Reproduce every line of the material below, requests included, adding 5 to each number in the pixel coordinates. Leave the pictures out.

RECORDS TO USE:

——————

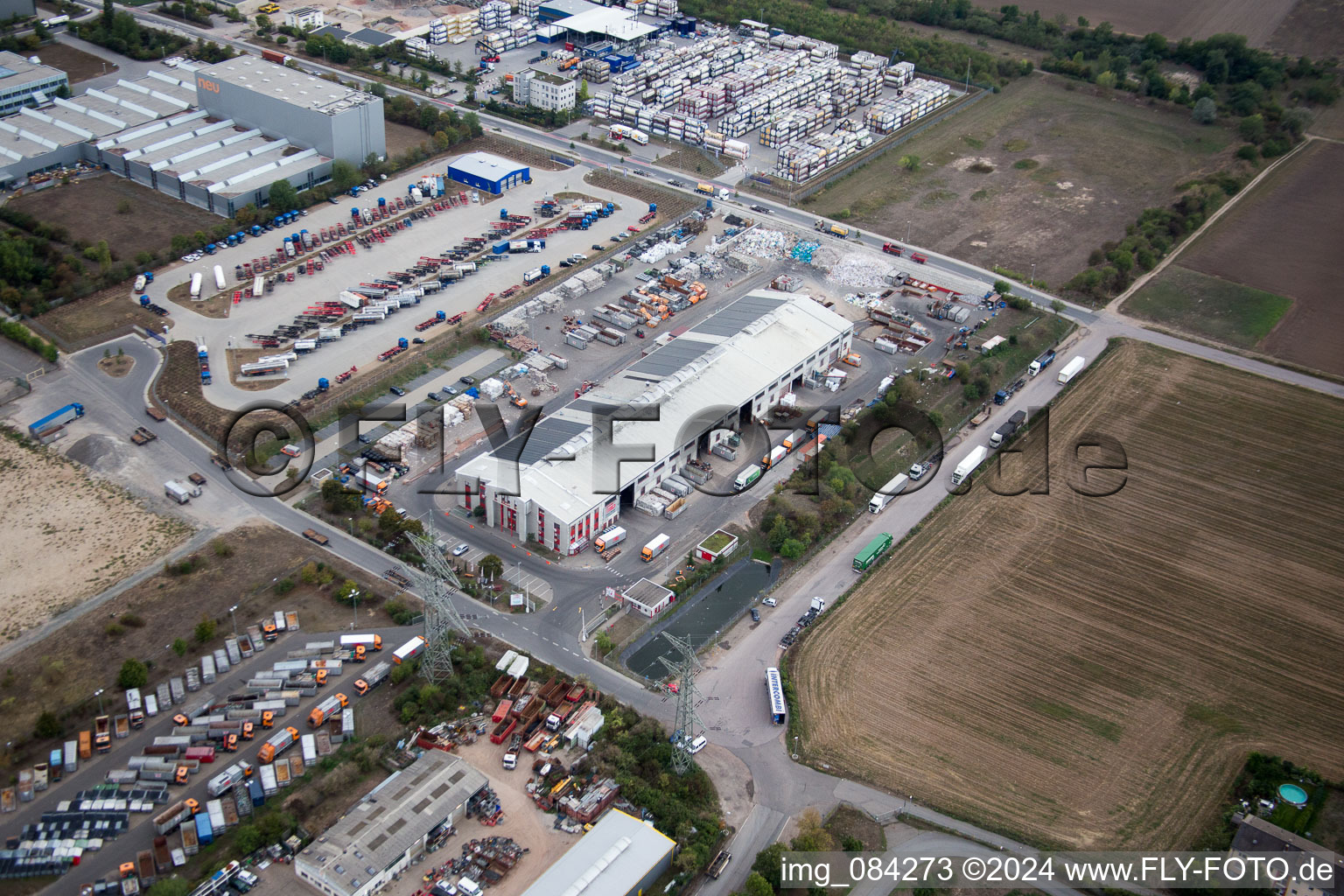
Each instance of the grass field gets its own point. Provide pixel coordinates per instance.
(1093, 672)
(1037, 175)
(1208, 306)
(89, 210)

——————

RESPONSE TO THE TASK:
Each instance of the grass field gets its own point. Provide pixel coordinates per instance.
(1098, 677)
(1042, 180)
(1213, 311)
(94, 215)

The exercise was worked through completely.